[What you have to do] Copy out every line of the data below without changing anything, from the first line to the last.

# # # # #

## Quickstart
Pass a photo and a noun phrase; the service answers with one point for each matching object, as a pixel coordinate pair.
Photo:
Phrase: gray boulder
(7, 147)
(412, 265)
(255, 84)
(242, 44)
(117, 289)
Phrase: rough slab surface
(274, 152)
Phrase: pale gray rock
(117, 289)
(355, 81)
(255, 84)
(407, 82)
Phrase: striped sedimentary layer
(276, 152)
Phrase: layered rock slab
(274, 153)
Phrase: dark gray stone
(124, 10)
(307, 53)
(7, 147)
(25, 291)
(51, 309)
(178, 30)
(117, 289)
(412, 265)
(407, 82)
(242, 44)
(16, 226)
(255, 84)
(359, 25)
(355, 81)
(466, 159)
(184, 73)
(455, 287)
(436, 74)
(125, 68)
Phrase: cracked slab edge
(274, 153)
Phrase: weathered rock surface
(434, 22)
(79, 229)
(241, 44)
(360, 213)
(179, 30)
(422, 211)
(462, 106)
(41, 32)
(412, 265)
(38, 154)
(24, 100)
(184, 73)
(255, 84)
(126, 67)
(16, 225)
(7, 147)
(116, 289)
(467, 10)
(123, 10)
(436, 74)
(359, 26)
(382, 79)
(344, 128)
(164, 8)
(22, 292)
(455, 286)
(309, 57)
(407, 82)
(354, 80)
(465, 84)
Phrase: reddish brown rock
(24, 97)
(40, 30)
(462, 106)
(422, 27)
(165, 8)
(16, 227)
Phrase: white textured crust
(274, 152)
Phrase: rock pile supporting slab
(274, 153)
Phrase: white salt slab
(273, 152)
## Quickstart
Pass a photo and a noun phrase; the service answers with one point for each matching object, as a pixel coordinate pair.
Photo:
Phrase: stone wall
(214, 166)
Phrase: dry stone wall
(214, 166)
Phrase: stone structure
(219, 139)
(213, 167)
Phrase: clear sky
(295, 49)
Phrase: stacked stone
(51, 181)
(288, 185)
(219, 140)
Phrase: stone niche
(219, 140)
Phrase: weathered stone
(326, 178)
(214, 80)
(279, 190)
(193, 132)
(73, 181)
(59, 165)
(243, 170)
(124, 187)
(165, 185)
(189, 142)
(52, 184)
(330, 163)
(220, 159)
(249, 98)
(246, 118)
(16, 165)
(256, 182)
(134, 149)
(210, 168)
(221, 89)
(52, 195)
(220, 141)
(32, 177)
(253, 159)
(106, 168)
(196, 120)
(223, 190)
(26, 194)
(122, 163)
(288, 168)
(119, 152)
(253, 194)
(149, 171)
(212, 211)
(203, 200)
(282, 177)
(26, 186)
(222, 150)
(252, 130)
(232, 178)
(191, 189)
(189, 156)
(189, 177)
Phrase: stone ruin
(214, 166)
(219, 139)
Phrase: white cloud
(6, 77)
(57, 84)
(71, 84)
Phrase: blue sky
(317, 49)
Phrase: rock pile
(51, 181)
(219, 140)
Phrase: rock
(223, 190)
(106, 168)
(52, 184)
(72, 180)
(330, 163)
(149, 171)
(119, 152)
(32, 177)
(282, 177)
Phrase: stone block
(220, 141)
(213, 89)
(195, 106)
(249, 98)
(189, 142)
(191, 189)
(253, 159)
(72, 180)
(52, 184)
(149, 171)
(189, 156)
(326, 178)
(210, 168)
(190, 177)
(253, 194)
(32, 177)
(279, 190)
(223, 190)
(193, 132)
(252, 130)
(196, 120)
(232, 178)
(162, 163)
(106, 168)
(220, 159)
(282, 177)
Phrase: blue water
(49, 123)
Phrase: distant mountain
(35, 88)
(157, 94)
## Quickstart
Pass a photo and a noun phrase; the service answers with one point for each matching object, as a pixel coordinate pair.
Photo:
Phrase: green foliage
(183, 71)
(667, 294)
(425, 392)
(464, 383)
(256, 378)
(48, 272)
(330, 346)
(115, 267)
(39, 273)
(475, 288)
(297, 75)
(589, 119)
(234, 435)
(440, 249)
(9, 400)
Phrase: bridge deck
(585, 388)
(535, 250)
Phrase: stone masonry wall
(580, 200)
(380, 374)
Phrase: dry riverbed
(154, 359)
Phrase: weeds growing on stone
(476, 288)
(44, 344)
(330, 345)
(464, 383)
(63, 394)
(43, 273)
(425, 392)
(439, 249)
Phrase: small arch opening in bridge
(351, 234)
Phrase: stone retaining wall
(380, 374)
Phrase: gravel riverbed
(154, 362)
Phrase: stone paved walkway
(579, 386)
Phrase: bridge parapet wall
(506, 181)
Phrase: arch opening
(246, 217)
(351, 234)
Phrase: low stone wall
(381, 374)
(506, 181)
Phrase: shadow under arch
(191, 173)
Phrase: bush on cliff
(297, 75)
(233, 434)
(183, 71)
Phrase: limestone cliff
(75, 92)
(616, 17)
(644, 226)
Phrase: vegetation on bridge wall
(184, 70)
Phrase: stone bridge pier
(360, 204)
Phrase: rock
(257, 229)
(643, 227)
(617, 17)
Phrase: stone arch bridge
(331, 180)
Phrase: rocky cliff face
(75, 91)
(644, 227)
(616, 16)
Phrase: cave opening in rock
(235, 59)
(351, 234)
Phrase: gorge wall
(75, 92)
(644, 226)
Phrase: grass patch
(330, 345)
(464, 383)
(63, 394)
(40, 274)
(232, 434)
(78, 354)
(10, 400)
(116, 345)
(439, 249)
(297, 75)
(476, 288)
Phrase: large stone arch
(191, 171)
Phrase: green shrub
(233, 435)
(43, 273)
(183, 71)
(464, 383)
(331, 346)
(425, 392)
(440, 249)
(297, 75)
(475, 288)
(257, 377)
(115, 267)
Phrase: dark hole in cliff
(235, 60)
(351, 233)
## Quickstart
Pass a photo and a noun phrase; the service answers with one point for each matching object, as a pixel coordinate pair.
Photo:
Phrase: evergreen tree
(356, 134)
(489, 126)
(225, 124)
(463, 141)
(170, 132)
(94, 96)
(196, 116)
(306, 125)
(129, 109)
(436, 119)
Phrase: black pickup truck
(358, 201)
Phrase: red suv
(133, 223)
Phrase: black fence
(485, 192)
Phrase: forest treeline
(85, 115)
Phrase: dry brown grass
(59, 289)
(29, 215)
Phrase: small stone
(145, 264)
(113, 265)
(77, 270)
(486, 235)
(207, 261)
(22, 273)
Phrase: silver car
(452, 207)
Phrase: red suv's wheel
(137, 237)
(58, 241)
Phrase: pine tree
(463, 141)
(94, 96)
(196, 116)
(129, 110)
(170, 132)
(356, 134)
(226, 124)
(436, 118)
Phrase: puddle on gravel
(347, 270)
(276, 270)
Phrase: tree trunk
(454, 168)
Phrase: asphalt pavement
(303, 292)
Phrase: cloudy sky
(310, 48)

# # # # #

[Answer to this task]
## Quickstart
Pass a photo and a noun phrase; the service answers with one point for each matching object, as a pixel coordinate pair.
Photo:
Phrase: gray boulder
(7, 147)
(412, 265)
(255, 84)
(242, 44)
(117, 289)
Phrase: rough slab surface
(274, 152)
Phrase: pale gray rock
(117, 289)
(355, 81)
(255, 84)
(407, 82)
Phrase: striped sedimentary layer
(276, 152)
Phrase: layered rock slab
(274, 153)
Phrase: dark gray stone
(124, 10)
(307, 53)
(7, 147)
(25, 291)
(51, 309)
(178, 30)
(117, 289)
(412, 265)
(407, 82)
(242, 44)
(16, 226)
(255, 84)
(359, 25)
(355, 81)
(466, 159)
(184, 73)
(455, 287)
(436, 74)
(125, 68)
Phrase: cracked slab edge
(274, 153)
Phrase: weathered rock surface
(434, 22)
(79, 229)
(241, 44)
(360, 213)
(179, 30)
(422, 211)
(462, 106)
(41, 32)
(412, 265)
(38, 154)
(24, 100)
(184, 73)
(255, 84)
(126, 67)
(16, 225)
(7, 147)
(116, 289)
(467, 10)
(123, 10)
(436, 74)
(359, 26)
(382, 79)
(344, 128)
(164, 8)
(22, 292)
(455, 286)
(309, 57)
(407, 82)
(354, 80)
(465, 84)
Phrase: reddish brown rock
(24, 97)
(40, 30)
(462, 106)
(422, 27)
(165, 8)
(16, 227)
Phrase: white textured crust
(274, 152)
Phrase: rock pile supporting slab
(274, 153)
Phrase: white salt slab
(273, 152)
## Quickstart
Pass a photo and a noun phrase; the service answers with one point for each matching object, as a pixel coordinate pair.
Photo:
Phrase: stone wall
(214, 166)
Phrase: dry stone wall
(214, 166)
Phrase: stone structure
(219, 139)
(213, 167)
Phrase: clear sky
(295, 49)
Phrase: stacked stone
(51, 181)
(288, 185)
(219, 140)
Phrase: stone niche
(219, 140)
Phrase: weathered stone
(326, 178)
(214, 80)
(279, 190)
(193, 132)
(73, 181)
(59, 165)
(243, 170)
(124, 187)
(165, 185)
(189, 142)
(52, 184)
(330, 163)
(220, 159)
(249, 98)
(246, 118)
(16, 165)
(256, 182)
(134, 149)
(210, 168)
(221, 89)
(52, 195)
(220, 141)
(32, 177)
(253, 159)
(106, 168)
(196, 120)
(223, 190)
(26, 194)
(122, 163)
(288, 168)
(119, 152)
(253, 194)
(149, 171)
(212, 211)
(203, 200)
(282, 177)
(26, 186)
(222, 150)
(252, 130)
(232, 178)
(191, 189)
(189, 156)
(189, 177)
Phrase: stone ruin
(214, 166)
(219, 139)
Phrase: white cloud
(6, 77)
(57, 84)
(71, 84)
Phrase: blue sky
(317, 49)
Phrase: rock pile
(51, 181)
(219, 140)
Phrase: rock
(223, 190)
(106, 168)
(52, 184)
(72, 180)
(330, 163)
(149, 171)
(119, 152)
(32, 177)
(282, 177)
Phrase: stone block
(220, 141)
(213, 89)
(195, 106)
(249, 98)
(189, 142)
(191, 189)
(253, 159)
(72, 180)
(52, 184)
(149, 171)
(189, 156)
(326, 178)
(210, 168)
(190, 177)
(253, 194)
(32, 177)
(279, 190)
(223, 190)
(193, 132)
(252, 130)
(196, 120)
(232, 178)
(162, 163)
(106, 168)
(220, 159)
(282, 177)
Phrase: blue water
(49, 123)
Phrase: distant mountain
(35, 88)
(157, 94)
## Quickstart
Pass a photo and a noun phrase; the service answers with one point for each matching object, as a pixel coordinate pair.
Photo:
Phrase: green foliage
(183, 71)
(667, 294)
(425, 392)
(464, 383)
(256, 378)
(48, 272)
(330, 346)
(115, 267)
(39, 273)
(475, 288)
(297, 75)
(589, 119)
(234, 435)
(440, 249)
(9, 400)
Phrase: bridge deck
(585, 388)
(535, 250)
Phrase: stone masonry wall
(580, 200)
(380, 374)
Phrase: dry riverbed
(154, 359)
Phrase: weeds growing on stone
(476, 288)
(44, 344)
(330, 345)
(464, 383)
(63, 394)
(43, 273)
(425, 392)
(439, 249)
Phrase: small arch opening in bridge
(351, 234)
Phrase: stone retaining wall
(380, 374)
Phrase: gravel riverbed
(154, 362)
Phrase: stone paved walkway
(579, 386)
Phrase: bridge parapet wall
(506, 181)
Phrase: arch opening
(246, 217)
(351, 234)
Phrase: low stone wall
(381, 374)
(506, 181)
Phrase: shadow under arch
(191, 173)
Phrase: bush on cliff
(297, 75)
(233, 434)
(183, 71)
Phrase: limestone cliff
(75, 92)
(616, 17)
(644, 226)
Phrase: vegetation on bridge wall
(184, 70)
Phrase: stone bridge pier
(360, 204)
Phrase: rock
(257, 229)
(643, 227)
(617, 17)
Phrase: stone arch bridge
(331, 180)
Phrase: rocky cliff face
(75, 91)
(644, 227)
(616, 16)
Phrase: cave opening in rock
(235, 59)
(351, 234)
Phrase: gorge wall
(75, 92)
(644, 226)
Phrase: grass patch
(330, 345)
(464, 383)
(63, 394)
(40, 274)
(232, 434)
(78, 354)
(10, 400)
(116, 345)
(439, 249)
(297, 75)
(476, 288)
Phrase: large stone arch
(191, 171)
Phrase: green shrub
(233, 435)
(43, 273)
(183, 71)
(464, 383)
(331, 346)
(425, 392)
(440, 249)
(297, 75)
(475, 288)
(257, 377)
(115, 267)
Phrase: dark hole in cliff
(235, 60)
(351, 233)
## Quickstart
Pass a photo and a noun phrase; the service answers with one point for each matching object, as a pixel coordinate pair.
Photo:
Phrase: evergreen tree
(356, 134)
(489, 126)
(225, 124)
(463, 141)
(170, 132)
(94, 96)
(196, 116)
(306, 125)
(129, 109)
(436, 119)
Phrase: black pickup truck
(358, 201)
Phrase: red suv
(133, 223)
Phrase: black fence
(485, 192)
Phrase: forest treeline
(85, 115)
Phrase: dry brown grass
(59, 289)
(29, 215)
Phrase: small stone
(145, 264)
(113, 265)
(77, 270)
(486, 235)
(207, 261)
(22, 273)
Phrase: silver car
(452, 207)
Phrase: red suv's wheel
(137, 237)
(58, 241)
Phrase: pine tree
(463, 141)
(94, 96)
(196, 116)
(129, 110)
(170, 132)
(356, 134)
(226, 124)
(436, 118)
Phrase: puddle on gravel
(347, 270)
(276, 270)
Phrase: tree trunk
(454, 168)
Phrase: asphalt pavement
(303, 292)
Phrase: cloudy sky
(310, 48)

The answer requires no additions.